Written request a:
Copy the lines of every record exactly as they appear, but leave out the pictures.

Document text:
==================================================
The assistant clergyman was an Englishman, and a gentleman; orthodox,
yet the warmest man's heart I have ever known. He could not bear to
have the church remain entirely the church of the rich; he would go
persistently into the homes of the poor, visiting the old slum women
in their pitifully neat little kitchens, and luring their children
with entertainments and Christmas candy. They were corralled into the
Sunday-school, where it was my duty to give them what they needed for
the health of their souls.

I taught them out of a book of lessons; and one Sunday it would be
Moses in the Bulrushes, and next Sunday it would be Jonah and the
Whale, and next Sunday it would be Joshua blowing down the walls of
Jericho. These stories were reasonably entertaining, but they seemed
to me futile, not to the point. There were little morals tagged to
them, but these lacked relationship to the lives of little slum-boys.
==================================================
Given data:

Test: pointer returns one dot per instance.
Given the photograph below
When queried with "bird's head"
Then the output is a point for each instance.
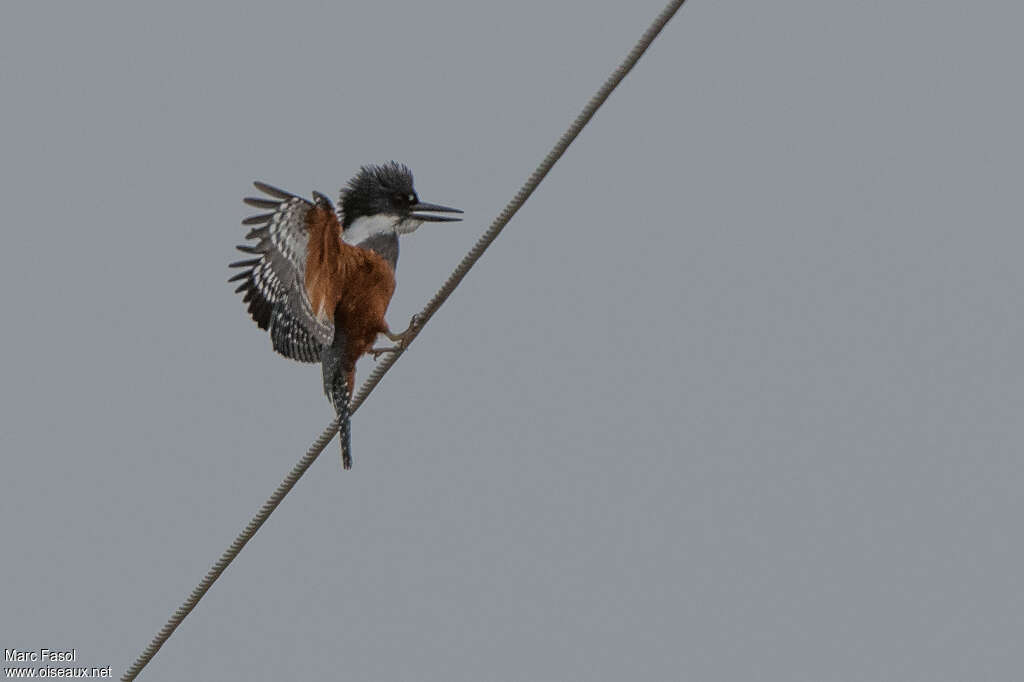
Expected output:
(386, 192)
==================================================
Written request b:
In the passage about the Sunday-school, what did the teacher use to teach the children?

Full response a:
Test: pointer returns one dot per instance.
Given the photograph below
When queried with "bird's head"
Then the output is a point for each instance.
Expected output:
(386, 192)

Full response b:
A book of lessons.